WHAT THE EXERCISE ASKS>
Resume the article below about the export bar on Turner's "Ehrenbreitstein," continuing from its last sentence.

SOURCE TEXT>
════════════════════

21 Feb 2018

Export bar on Turner masterpiece


"Its extraordinary range and depth of colour, and typically inspired and imaginative use of light […] mark this painting out as a masterpiece, but its true greatness lies in the way Turner applies his painterly genius to transform the ruins of the famous fortress into a poetic and symbolic image as resonant then as it is today".

So said Alex Bell, Co-Chairman of Sotheby's International Old Masters Department, when "Ehrenbreitstein" by J. M. W. Turner was offered for sale at auction in July last year. It is perhaps unsurprising that Arts Minister Michael Ellis MP has recently announced a temporary export bar on the work, in the hope that a UK buyer can raise the £18 million required to prevent this "national treasure" from leaving the UK.

Sale of the work and export licence application

"Ehrenbreitstein" shows a ruined fortress on a cliff overlooking the Rhine near Koblenz, Germany. To the left is the grave of General Francois-Séverin Marceau-Desgraviers, a hero of the French Revolutionary Army who was immortalized in Byron's "Childe Harold's Pilgrimage". The painting was first exhibited at the Royal Academy of Arts in 1835. Turner quoted from Byron's poem in the Academy's catalogue. It is the only painting Turner produced of Ehrenbreitstein in oil (rather than the usual watercolour) and served as the direct model for a reproductive engraving by John Pye.

On 7 July 2017, the painting was sold at a Sotheby's Old Masters auction to an undisclosed foreign buyer, having been widely touted as one of Turner's finest works still in private hands.

An export licence application to the Arts Council England followed (the "Application"). The Application listed the value of the work as £19,283,750 (which represented the £17 million hammer price plus fees).

════════════════════

INFORMATION PROVIDED>
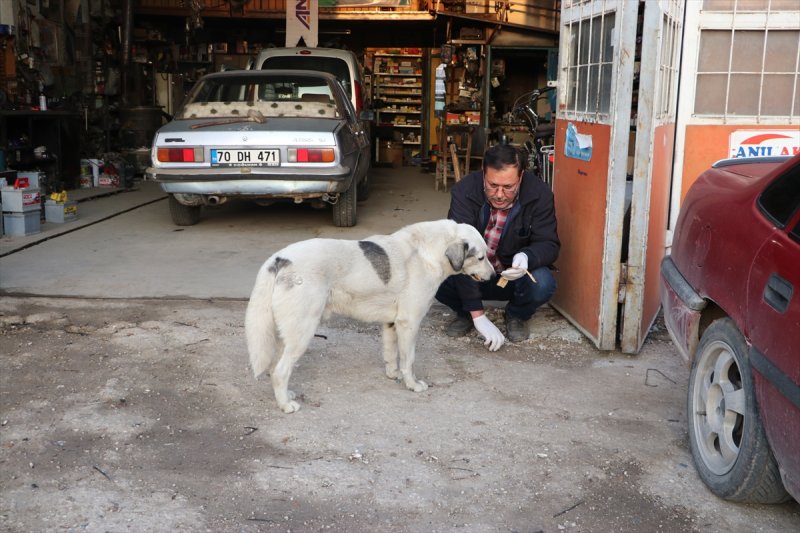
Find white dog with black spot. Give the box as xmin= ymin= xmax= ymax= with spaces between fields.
xmin=245 ymin=220 xmax=494 ymax=413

════════════════════

ANSWER>
Application of the Waverley Criteria

As is usual, the Application was reviewed first by an Arts Council Expert Adviser, who then referred the Application to the Reviewing Committee on the Export of Works of Art and Objects of Cultural Interest ("RCEWA"). Both the Expert Adviser and the RCEWA were required to consider whether "Ehrenbreitstein" is a national treasure according to the following criteria (known as the "Waverley Criteria"):

  • Is it so closely connected with our history and national life that its departure would be a misfortune?
  • Is it of outstanding aesthetic importance?
  • Is it of outstanding significance for the study of some particular branch of art, learning or history?

Following a meeting on 9 November 2017, the RCEWA concluded that the work met criteria 2 (outstanding aesthetic importance) and 3 (outstanding significance for the study of some particular branch of art, learning or history). In its recommendation that decision on the Application be deferred, RCEWA cited:

  1. the work's outstanding significance for the study of its status as a literary landscape, affirming the Romantic association of painting and poetry (in particular the creative relationship between Turner and Byron); and
  2. as a painting made primarily for engraving.

Temporary export bar

In light of the RCEWA's recommendation, Arts Minister Michael Ellis MP announced a temporary export bar on the painting on 29 January 2018, stating:

"This rich, atmospheric painting demonstrates Turner's extraordinary skill depicting light, as well as the close relationship between painting and poetry. I very much hope that it can remain in the UK, where it can be admired and appreciated by future generations for many years to come".

The decision on the Application will be deferred initially until 28 May 2018. This deferral period is to allow time for a UK buyer to make an alternative offer to purchase the work at a "fair market price" (as recommended by the RCEWA). In this case, interested buyers will need to match the price of £18,533,750 (plus VAT of £306,750).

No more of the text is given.